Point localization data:
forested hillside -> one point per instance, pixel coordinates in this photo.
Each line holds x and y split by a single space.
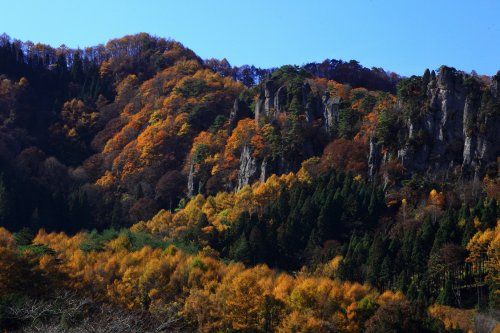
143 188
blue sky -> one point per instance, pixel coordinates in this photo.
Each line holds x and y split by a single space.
405 36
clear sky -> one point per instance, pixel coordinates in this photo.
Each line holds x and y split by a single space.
405 36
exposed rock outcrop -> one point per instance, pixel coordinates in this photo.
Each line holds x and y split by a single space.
248 168
456 129
331 107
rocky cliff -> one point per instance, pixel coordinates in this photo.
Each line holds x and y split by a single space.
452 126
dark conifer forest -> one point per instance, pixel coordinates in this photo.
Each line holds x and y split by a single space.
145 189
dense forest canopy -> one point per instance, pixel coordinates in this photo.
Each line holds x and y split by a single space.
144 188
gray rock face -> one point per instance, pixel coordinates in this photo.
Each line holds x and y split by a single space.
248 168
331 106
238 112
265 101
449 131
280 100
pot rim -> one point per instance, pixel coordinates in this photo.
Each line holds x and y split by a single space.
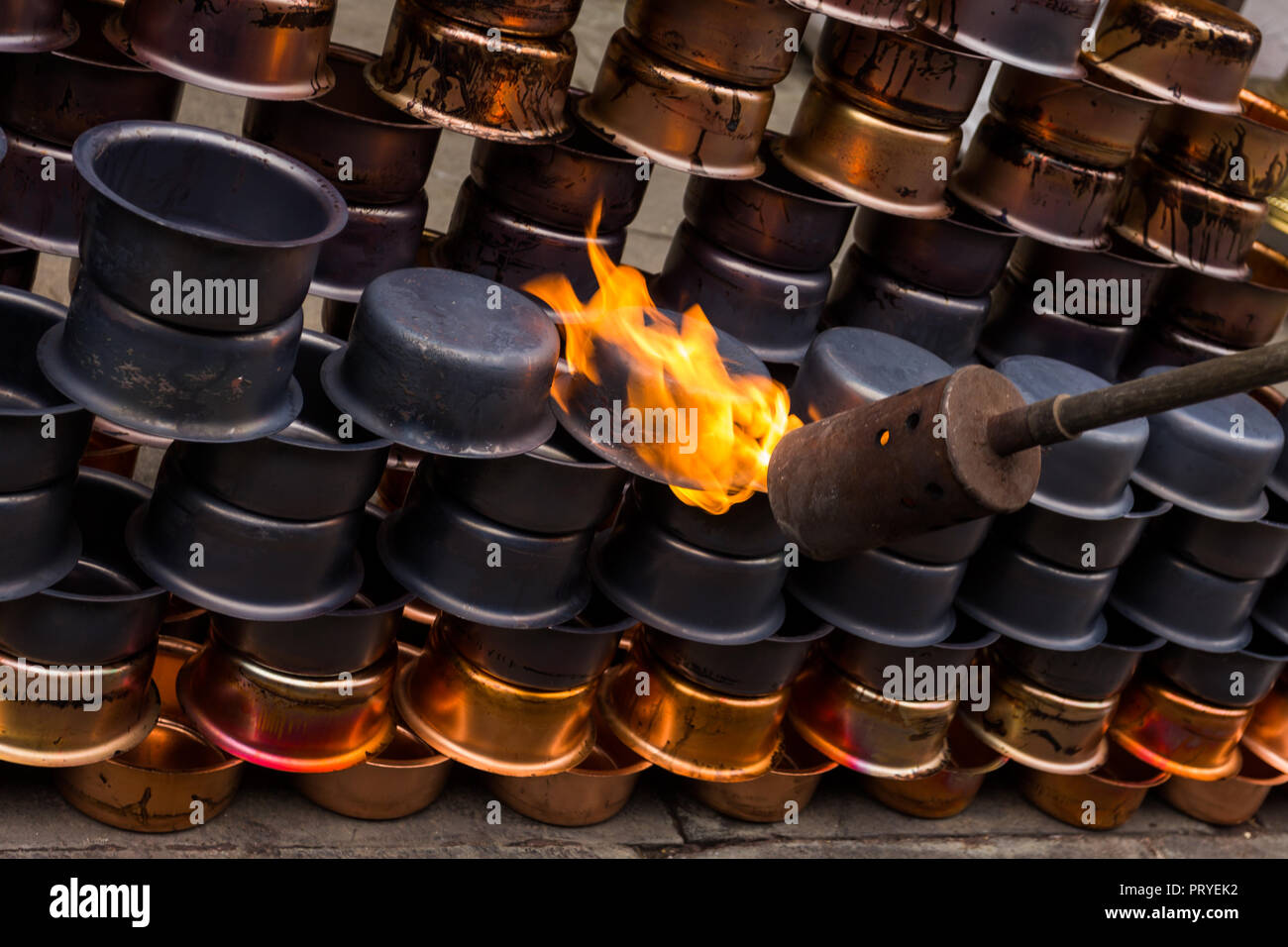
245 150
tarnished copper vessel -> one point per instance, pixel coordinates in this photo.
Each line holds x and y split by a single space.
1177 733
864 731
952 789
1102 799
686 728
649 107
506 88
488 724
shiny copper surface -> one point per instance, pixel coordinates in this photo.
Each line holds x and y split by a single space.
593 789
1009 178
1117 789
286 722
952 789
683 727
1177 733
400 780
793 779
678 119
40 732
863 729
866 158
1190 52
483 722
1228 801
1042 729
454 75
1186 222
265 50
738 42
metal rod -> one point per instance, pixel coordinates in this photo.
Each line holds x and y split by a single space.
1065 416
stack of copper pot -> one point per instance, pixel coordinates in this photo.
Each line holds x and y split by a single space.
690 84
524 209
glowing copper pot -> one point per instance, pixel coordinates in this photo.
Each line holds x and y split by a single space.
273 50
947 792
738 42
863 729
592 791
789 787
649 107
688 729
1228 801
468 78
481 720
1042 729
1102 799
287 722
1177 733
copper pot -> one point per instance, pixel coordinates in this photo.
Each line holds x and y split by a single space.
262 50
459 76
1177 733
671 116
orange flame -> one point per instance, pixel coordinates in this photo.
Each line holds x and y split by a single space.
738 419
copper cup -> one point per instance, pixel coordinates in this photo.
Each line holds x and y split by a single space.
1228 801
505 88
400 780
794 777
912 77
1236 313
1042 729
282 720
866 158
952 789
262 50
1190 52
39 731
648 107
686 728
1185 221
1177 733
862 729
488 724
1116 789
1006 176
737 42
1099 121
592 791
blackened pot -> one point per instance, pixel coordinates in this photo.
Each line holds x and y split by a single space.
776 219
171 198
1087 674
387 154
241 564
868 296
548 659
555 488
773 311
962 256
43 433
58 95
1233 680
684 590
309 471
106 609
447 364
745 671
355 635
480 570
44 202
170 381
881 595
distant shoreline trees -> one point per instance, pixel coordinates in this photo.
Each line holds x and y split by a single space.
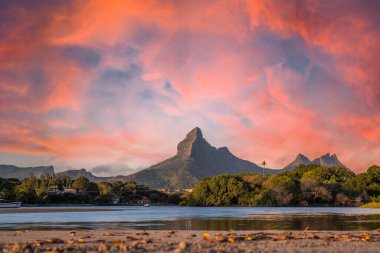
62 190
310 185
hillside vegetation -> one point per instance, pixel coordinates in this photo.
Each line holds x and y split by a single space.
309 185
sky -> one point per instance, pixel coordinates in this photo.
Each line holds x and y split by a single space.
113 86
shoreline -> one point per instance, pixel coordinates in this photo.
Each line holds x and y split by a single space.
189 241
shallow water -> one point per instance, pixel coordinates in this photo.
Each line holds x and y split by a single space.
192 218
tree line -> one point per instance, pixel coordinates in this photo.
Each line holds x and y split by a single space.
35 190
310 185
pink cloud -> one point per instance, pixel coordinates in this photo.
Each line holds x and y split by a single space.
125 80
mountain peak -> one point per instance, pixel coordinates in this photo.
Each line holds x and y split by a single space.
185 147
195 133
301 156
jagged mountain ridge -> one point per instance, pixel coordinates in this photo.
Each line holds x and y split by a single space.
195 159
326 160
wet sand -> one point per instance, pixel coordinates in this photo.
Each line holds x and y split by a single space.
189 241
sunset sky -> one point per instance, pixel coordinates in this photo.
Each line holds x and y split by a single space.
113 86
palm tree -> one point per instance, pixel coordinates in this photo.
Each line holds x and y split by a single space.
263 163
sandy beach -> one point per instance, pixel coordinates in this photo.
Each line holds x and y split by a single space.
189 241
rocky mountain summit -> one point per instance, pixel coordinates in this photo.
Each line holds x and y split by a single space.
195 159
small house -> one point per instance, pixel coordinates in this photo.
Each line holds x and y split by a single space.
70 191
144 200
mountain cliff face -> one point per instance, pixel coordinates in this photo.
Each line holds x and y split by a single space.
326 160
195 159
11 171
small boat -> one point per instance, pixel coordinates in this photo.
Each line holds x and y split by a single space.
5 204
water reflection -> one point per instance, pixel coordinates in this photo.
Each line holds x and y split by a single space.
257 222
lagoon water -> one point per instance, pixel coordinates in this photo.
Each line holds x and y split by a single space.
190 218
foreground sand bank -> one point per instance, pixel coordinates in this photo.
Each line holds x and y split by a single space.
189 241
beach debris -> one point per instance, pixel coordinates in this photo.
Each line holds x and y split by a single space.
366 236
231 239
102 247
206 235
182 245
131 238
220 238
54 240
249 238
117 241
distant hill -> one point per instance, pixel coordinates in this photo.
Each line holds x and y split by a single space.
73 174
11 171
326 160
195 159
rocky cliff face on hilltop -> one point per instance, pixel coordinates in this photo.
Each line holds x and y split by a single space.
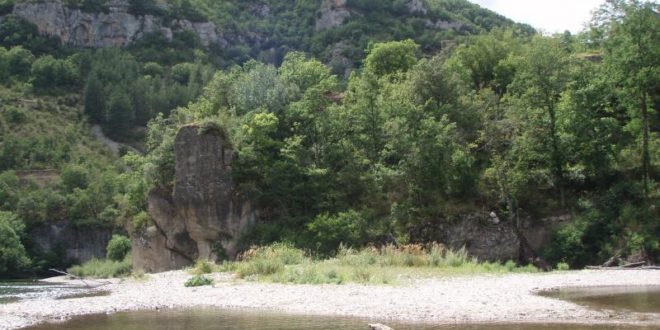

#### ABOUT THIS EXERCISE:
Show the lines of the data that hold the word "small".

#### EXERCISE RESPONSE:
small house -> one point per instance, pixel coordinates in this photo.
small boat -> one point per instance, pixel coordinates in this photo.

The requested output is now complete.